Try it: Return the passage of the biography of Mukesh Chandrakar starting at "- Born: 4 July" and ending at "road development project.", copied word for word.

Excerpt provided:
- Born: 4 July 1991 Bijapur district, Chhattisgarh, India
- Died: c. 1 January 2025 (aged 33) Bijapur district, Chhattisgarh, India
- Occupation: Investigative journalist
- Known for: Investigative journalism
- Relatives: Yukesh Chandrakar (elder brother)

= Mukesh Chandrakar =

Indian journalist (1991–2025)

Mukesh Chandrakar (4 July 1991 – c. 1 January 2025) was an Indian journalist from the state of Chhattisgarh. He was murdered after doing an investigative report that exposed irregularities in a road development project.

== Early life ==
Mukesh Chandrakar was born in Basaguda in Bijapur district, Chhattisgarh. His father Chenna Chandrakar died when Mukesh was just 1 year old and his mother Kaushalya Chandrakar, was an anganwadi worker. His family was displaced by the naxal violence and moved to a government shelter in Bijapur. After his father died, he and his elder brother Yukesh were brought up by their mother. In 2013, she died of cancer. Mukesh completed his school education from Dantewada. Yukesh worked as a freelance journalist which inspired him to take up the role himself.

[Referring expression grounding data]
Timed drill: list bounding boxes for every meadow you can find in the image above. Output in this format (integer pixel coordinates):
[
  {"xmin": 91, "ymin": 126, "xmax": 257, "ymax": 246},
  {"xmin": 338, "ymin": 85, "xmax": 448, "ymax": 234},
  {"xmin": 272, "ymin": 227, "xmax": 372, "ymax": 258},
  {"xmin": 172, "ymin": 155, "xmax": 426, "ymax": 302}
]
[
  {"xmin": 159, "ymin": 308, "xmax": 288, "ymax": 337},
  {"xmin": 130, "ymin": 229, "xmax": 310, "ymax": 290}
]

Response:
- Born: 4 July 1991 Bijapur district, Chhattisgarh, India
- Died: c. 1 January 2025 (aged 33) Bijapur district, Chhattisgarh, India
- Occupation: Investigative journalist
- Known for: Investigative journalism
- Relatives: Yukesh Chandrakar (elder brother)

= Mukesh Chandrakar =

Indian journalist (1991–2025)

Mukesh Chandrakar (4 July 1991 – c. 1 January 2025) was an Indian journalist from the state of Chhattisgarh. He was murdered after doing an investigative report that exposed irregularities in a road development project.